Supplied data:
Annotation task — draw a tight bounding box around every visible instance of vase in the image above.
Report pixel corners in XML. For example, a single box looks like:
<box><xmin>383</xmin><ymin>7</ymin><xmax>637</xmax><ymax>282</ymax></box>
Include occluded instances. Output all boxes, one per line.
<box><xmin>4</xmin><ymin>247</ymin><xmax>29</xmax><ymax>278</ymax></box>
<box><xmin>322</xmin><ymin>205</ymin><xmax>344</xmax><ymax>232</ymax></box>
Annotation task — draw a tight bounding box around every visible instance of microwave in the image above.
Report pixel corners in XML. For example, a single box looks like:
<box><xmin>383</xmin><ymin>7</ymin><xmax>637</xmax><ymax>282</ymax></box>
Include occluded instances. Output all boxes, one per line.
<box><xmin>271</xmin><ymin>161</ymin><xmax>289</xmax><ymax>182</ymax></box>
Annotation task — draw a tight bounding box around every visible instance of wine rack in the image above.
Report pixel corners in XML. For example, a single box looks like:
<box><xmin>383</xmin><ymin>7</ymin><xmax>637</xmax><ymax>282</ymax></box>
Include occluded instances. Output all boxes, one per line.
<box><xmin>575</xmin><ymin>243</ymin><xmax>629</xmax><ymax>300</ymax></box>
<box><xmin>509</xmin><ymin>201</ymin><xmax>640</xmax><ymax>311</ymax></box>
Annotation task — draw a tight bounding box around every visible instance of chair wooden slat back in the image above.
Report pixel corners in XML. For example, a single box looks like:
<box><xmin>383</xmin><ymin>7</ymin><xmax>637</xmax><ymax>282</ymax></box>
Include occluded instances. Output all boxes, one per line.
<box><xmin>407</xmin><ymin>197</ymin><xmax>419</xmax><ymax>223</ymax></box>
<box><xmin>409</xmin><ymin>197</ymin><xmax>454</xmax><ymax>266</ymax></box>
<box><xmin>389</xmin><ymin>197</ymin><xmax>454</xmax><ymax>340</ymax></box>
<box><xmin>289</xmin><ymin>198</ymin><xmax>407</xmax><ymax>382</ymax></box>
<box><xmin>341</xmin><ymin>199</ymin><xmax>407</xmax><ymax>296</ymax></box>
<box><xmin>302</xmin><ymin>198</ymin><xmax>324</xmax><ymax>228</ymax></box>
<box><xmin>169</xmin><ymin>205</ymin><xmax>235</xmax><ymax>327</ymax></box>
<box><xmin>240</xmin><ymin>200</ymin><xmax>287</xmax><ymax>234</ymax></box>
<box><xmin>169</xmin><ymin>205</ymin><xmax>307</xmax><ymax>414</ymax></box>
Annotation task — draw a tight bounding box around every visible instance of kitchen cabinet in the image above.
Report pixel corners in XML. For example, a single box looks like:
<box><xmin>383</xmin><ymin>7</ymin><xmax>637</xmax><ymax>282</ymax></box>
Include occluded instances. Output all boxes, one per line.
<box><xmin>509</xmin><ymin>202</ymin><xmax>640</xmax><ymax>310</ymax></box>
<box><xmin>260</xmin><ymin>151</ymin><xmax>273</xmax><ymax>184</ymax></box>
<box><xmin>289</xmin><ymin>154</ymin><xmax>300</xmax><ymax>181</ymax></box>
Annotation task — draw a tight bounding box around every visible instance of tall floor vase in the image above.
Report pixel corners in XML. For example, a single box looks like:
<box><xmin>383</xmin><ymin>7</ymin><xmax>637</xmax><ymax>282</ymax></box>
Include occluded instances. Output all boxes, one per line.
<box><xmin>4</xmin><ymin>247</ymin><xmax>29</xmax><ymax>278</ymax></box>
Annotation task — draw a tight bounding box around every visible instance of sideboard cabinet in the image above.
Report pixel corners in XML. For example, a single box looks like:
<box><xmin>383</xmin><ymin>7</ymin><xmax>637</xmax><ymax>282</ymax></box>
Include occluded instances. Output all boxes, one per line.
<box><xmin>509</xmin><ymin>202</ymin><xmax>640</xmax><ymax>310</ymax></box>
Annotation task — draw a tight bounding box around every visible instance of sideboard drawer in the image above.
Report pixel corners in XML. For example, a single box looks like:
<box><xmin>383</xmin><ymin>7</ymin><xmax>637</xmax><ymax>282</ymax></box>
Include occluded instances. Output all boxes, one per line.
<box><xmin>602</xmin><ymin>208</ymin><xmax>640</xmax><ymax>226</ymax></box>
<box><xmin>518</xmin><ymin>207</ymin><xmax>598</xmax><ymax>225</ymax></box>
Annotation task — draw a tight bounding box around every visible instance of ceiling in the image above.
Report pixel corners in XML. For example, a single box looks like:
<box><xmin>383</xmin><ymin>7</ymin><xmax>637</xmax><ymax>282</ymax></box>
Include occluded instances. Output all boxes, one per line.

Written instruction: Convert the lines from the one containing "ceiling in the image above." through the end of the records into a Markdown table with the columns Number and Content, numbering each line and leaving out any blank lines.

Correct response:
| Number | Content |
|---|---|
| 1 | Annotation task — draw a tight bounding box around every visible instance of ceiling in the image above. |
| 2 | Report pixel corners in XML. For example, a single box looks like: |
| 3 | <box><xmin>383</xmin><ymin>7</ymin><xmax>637</xmax><ymax>282</ymax></box> |
| 4 | Include occluded instances. Output all boxes, one per line. |